● **Written request**
Rewrite every line of the records below as a JSON list of strings, one string per line. Omit blank lines.
>> start Records shown
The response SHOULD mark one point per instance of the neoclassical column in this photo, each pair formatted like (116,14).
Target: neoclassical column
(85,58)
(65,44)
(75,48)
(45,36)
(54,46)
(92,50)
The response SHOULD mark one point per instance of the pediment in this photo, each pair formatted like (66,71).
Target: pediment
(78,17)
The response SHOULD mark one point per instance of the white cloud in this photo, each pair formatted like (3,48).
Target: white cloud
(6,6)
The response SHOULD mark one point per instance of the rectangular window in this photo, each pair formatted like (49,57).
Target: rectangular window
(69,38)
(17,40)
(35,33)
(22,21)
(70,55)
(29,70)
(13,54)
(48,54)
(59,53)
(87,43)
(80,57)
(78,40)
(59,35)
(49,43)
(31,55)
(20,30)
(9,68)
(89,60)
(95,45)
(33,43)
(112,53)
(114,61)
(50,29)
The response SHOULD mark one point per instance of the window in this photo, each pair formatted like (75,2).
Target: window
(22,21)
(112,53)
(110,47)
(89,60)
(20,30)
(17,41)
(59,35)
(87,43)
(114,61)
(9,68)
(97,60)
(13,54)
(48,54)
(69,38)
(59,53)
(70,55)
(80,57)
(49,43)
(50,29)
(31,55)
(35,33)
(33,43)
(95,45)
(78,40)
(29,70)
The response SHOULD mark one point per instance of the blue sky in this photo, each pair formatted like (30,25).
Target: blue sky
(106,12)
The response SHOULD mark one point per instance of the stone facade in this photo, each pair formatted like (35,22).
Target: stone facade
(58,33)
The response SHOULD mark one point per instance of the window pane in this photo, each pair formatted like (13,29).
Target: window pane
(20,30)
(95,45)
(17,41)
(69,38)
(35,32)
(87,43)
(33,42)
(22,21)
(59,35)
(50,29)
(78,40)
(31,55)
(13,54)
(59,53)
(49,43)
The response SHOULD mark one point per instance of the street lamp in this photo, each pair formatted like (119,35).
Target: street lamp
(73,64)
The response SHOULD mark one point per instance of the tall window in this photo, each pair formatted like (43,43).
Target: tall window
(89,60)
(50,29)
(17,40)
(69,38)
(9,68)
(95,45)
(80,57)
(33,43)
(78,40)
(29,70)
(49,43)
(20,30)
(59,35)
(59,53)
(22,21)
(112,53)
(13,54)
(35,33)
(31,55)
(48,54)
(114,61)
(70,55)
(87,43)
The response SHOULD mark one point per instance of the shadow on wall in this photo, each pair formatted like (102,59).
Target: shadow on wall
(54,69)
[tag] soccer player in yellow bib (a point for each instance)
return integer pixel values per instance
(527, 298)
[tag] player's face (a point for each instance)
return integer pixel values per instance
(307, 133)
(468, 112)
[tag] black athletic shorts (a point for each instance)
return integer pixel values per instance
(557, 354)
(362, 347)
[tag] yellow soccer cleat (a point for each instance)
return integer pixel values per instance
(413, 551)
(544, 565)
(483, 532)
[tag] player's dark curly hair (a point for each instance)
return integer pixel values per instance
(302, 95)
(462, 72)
>> end Records shown
● **Solution to the exercise**
[
  "The response SHOULD mark one point per instance of the neoclassical column in this photo, each pair formatted like (116,14).",
  "Target: neoclassical column",
  "(85,58)",
  "(65,44)",
  "(75,48)",
  "(45,36)",
  "(54,46)",
  "(92,50)",
  "The response SHOULD mark one point per instance of the pediment in this photo, each pair formatted like (66,71).",
  "Target: pediment",
  "(78,17)",
  "The response SHOULD mark one point per instance of the white cloud in this photo, each pair formatted like (3,48).",
  "Target: white cloud",
  "(6,6)",
  "The response SHOULD mark one point per instance of the rectangular window in this photo, each pair formatted like (49,57).",
  "Target: rectangular window",
  "(69,38)",
  "(17,40)",
  "(35,33)",
  "(22,21)",
  "(70,55)",
  "(29,70)",
  "(13,54)",
  "(48,54)",
  "(59,53)",
  "(87,43)",
  "(80,57)",
  "(78,40)",
  "(59,35)",
  "(49,43)",
  "(31,55)",
  "(20,30)",
  "(9,68)",
  "(89,60)",
  "(95,45)",
  "(33,43)",
  "(112,53)",
  "(114,61)",
  "(50,29)",
  "The response SHOULD mark one point per instance of the window in this photo, each pair formatted like (75,2).",
  "Target: window",
  "(22,21)",
  "(112,53)",
  "(110,47)",
  "(89,60)",
  "(20,30)",
  "(17,41)",
  "(59,35)",
  "(87,43)",
  "(114,61)",
  "(9,68)",
  "(97,60)",
  "(13,54)",
  "(48,54)",
  "(69,38)",
  "(59,53)",
  "(70,55)",
  "(80,57)",
  "(49,43)",
  "(50,29)",
  "(31,55)",
  "(35,33)",
  "(33,43)",
  "(95,45)",
  "(78,40)",
  "(29,70)",
  "The response SHOULD mark one point per instance of the blue sky in this photo, each pair formatted like (30,25).",
  "Target: blue sky",
  "(106,12)",
  "The response SHOULD mark one point per instance of the stone facade in this photo, each pair formatted like (35,22).",
  "Target: stone facade",
  "(58,33)",
  "The response SHOULD mark one point per instance of the window pane in this photo, each pair formatted like (13,29).",
  "Target: window pane",
  "(20,30)",
  "(95,45)",
  "(17,41)",
  "(69,38)",
  "(35,32)",
  "(87,43)",
  "(33,42)",
  "(22,21)",
  "(59,35)",
  "(50,29)",
  "(78,40)",
  "(31,55)",
  "(13,54)",
  "(59,53)",
  "(49,43)",
  "The response SHOULD mark one point per instance of the street lamp in this photo, each pair formatted like (119,35).",
  "Target: street lamp",
  "(73,64)",
  "The response SHOULD mark one point per instance of the tall window in this photo, each pair formatted like (43,43).",
  "Target: tall window",
  "(89,60)",
  "(50,29)",
  "(17,40)",
  "(69,38)",
  "(9,68)",
  "(95,45)",
  "(80,57)",
  "(33,43)",
  "(78,40)",
  "(29,70)",
  "(49,43)",
  "(20,30)",
  "(59,35)",
  "(59,53)",
  "(22,21)",
  "(112,53)",
  "(13,54)",
  "(35,33)",
  "(31,55)",
  "(48,54)",
  "(114,61)",
  "(70,55)",
  "(87,43)",
  "The response SHOULD mark one point per instance of the shadow on wall in this photo, each pair formatted like (102,59).",
  "Target: shadow on wall",
  "(54,69)",
  "[tag] soccer player in yellow bib (a point for each instance)",
  "return integer pixel values per instance",
  "(527, 298)",
  "[tag] player's face (a point for each instance)",
  "return integer pixel values per instance",
  "(307, 133)",
  "(468, 112)",
  "[tag] black athletic shorts (a point for each instance)",
  "return integer pixel values per instance",
  "(557, 354)",
  "(362, 347)",
  "[tag] yellow soccer cleat (a point for each instance)",
  "return integer pixel values per instance",
  "(413, 551)",
  "(544, 565)",
  "(483, 532)",
  "[tag] player's dark curly hair (a point for each instance)",
  "return integer pixel values per instance",
  "(302, 95)",
  "(462, 72)"
]